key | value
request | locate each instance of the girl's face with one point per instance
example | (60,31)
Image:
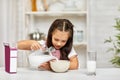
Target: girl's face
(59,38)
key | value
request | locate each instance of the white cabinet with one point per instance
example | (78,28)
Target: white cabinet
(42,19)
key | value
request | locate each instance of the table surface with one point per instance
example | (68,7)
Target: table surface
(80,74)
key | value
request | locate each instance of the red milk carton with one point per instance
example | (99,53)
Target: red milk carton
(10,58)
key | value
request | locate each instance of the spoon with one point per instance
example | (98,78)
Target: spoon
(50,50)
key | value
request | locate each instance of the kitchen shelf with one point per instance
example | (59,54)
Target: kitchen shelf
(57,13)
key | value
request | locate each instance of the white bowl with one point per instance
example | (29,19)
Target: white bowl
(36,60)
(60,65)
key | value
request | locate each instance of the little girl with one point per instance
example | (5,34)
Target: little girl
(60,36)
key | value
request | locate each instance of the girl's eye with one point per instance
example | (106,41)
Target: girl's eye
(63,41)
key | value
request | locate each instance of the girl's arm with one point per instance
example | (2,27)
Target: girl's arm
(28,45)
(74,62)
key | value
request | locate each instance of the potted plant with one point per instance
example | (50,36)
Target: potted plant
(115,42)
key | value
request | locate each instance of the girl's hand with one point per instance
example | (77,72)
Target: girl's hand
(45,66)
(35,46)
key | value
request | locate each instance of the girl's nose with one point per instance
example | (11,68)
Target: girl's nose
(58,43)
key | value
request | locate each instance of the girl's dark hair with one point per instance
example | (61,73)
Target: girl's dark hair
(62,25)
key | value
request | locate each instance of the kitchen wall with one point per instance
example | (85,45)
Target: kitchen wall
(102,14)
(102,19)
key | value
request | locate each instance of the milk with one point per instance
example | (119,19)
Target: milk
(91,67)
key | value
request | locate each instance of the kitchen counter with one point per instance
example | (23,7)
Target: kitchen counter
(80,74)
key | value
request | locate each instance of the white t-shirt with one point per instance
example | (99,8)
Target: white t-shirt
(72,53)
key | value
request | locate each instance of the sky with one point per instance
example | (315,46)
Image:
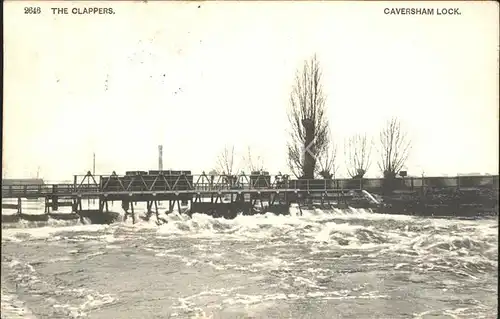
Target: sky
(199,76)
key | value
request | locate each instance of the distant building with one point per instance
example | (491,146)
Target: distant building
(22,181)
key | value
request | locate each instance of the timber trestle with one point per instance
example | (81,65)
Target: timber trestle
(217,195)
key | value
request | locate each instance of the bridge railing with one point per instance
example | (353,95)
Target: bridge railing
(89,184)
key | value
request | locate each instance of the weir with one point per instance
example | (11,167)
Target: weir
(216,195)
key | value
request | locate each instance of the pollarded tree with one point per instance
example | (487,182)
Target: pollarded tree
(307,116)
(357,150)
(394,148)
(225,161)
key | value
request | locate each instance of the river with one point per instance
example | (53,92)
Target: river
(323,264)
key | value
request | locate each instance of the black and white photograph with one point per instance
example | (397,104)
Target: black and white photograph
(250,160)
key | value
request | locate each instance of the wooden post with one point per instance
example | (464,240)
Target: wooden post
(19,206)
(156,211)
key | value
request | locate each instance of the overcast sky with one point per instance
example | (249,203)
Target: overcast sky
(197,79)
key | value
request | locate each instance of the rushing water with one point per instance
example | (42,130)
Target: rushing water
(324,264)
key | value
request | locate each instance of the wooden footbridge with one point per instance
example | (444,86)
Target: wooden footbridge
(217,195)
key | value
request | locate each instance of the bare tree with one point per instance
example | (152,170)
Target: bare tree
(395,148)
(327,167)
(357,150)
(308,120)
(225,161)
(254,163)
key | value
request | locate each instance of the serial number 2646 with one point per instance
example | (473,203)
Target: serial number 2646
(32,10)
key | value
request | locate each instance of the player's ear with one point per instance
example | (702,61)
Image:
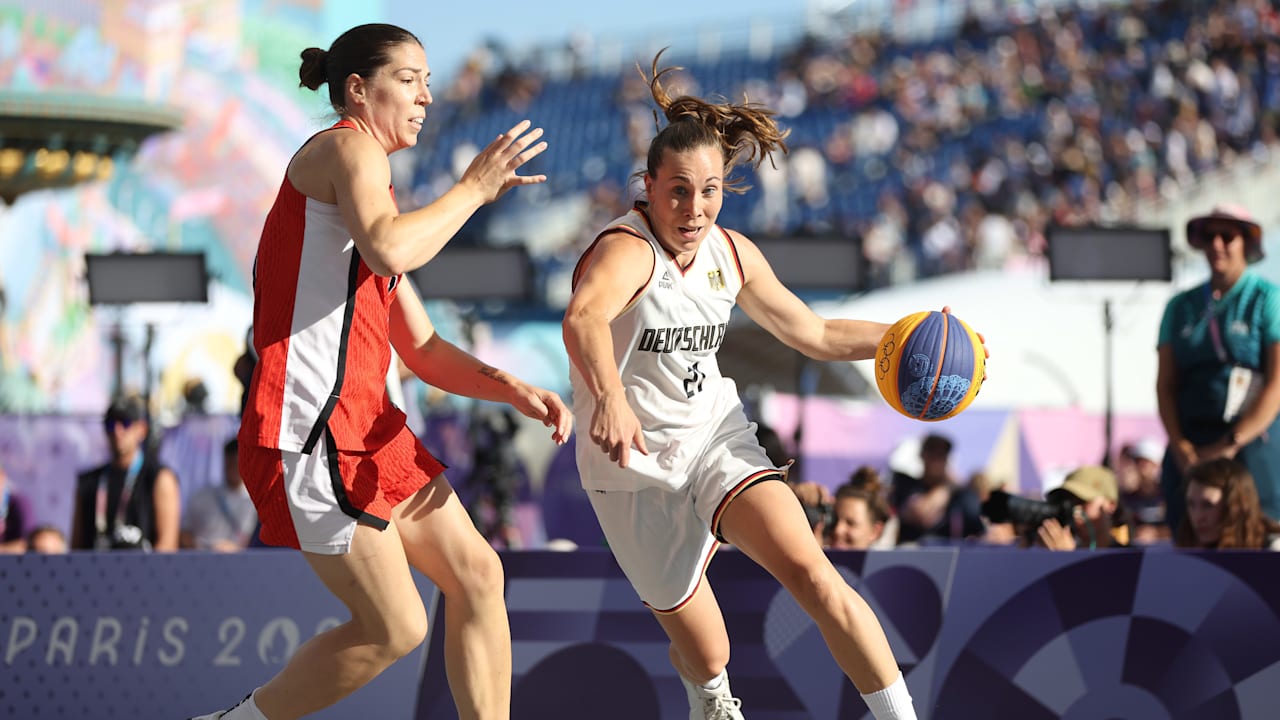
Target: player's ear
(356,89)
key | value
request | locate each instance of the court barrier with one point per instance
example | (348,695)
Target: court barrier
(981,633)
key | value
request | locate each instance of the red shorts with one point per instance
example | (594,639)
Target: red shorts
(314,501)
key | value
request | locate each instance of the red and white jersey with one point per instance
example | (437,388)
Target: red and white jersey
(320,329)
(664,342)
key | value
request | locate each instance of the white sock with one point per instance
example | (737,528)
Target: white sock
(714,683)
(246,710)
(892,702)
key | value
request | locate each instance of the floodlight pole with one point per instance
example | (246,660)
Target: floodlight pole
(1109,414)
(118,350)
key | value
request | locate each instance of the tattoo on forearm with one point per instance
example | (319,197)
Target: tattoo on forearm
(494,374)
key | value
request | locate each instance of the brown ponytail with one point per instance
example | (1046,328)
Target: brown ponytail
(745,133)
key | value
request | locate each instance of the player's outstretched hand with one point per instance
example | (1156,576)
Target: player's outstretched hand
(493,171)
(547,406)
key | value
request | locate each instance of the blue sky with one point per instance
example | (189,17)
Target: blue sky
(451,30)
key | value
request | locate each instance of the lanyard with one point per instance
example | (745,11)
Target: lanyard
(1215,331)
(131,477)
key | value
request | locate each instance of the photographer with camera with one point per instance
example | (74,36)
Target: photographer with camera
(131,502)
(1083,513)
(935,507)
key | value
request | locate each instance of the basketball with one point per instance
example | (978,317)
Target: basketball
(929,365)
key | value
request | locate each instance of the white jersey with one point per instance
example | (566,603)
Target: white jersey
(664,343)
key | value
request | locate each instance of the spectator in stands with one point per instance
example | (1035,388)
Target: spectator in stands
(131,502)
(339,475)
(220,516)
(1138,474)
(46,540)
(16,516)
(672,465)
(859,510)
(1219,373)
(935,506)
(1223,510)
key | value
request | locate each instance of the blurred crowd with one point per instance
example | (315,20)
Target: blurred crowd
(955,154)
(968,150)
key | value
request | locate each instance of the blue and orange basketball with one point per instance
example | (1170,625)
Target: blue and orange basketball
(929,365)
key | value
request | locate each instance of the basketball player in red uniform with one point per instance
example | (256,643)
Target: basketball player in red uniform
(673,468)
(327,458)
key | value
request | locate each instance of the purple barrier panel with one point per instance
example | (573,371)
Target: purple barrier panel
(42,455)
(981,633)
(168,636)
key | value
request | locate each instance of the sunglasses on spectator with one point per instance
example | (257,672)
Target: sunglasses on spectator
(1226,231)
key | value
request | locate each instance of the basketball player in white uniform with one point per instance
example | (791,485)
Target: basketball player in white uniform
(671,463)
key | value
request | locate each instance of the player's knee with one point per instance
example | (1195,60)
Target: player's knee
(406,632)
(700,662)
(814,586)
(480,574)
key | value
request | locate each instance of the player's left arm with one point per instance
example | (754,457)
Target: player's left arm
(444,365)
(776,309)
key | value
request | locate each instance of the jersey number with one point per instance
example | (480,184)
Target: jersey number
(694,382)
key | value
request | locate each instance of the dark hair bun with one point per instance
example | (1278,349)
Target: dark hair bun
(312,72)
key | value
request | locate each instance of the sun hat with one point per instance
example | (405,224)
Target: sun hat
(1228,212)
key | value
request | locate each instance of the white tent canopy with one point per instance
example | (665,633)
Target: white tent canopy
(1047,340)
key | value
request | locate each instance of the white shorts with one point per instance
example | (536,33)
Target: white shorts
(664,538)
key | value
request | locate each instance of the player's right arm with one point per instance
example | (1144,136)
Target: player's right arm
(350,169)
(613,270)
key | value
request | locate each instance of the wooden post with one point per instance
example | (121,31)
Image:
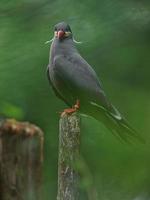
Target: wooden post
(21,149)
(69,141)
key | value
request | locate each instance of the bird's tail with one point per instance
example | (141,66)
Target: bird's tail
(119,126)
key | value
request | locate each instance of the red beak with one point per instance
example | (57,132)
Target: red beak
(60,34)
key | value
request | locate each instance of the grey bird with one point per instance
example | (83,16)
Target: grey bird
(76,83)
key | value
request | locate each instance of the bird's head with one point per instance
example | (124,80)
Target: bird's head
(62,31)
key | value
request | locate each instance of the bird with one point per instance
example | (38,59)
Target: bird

__About this task__
Restate the data word for word from its first line through the line with "request | locate each instance of the spoon", leaving out any picture along the way.

__Result for this task__
key | value
request | locate each instance of the girl's face with one point per instance
example | (60,31)
Image:
Target: girl's face
(59,38)
key | value
request | locate each instance of the white cabinet with one point per instance
example | (78,28)
Target: white cabinet
(42,19)
key | value
request | locate each instance of the table surface with one point per instance
example | (68,7)
Target: table surface
(80,74)
key | value
request | locate each instance of the red milk carton with one point per instance
example | (99,53)
Target: red milk carton
(10,58)
key | value
request | locate each instance of the spoon with one point per instance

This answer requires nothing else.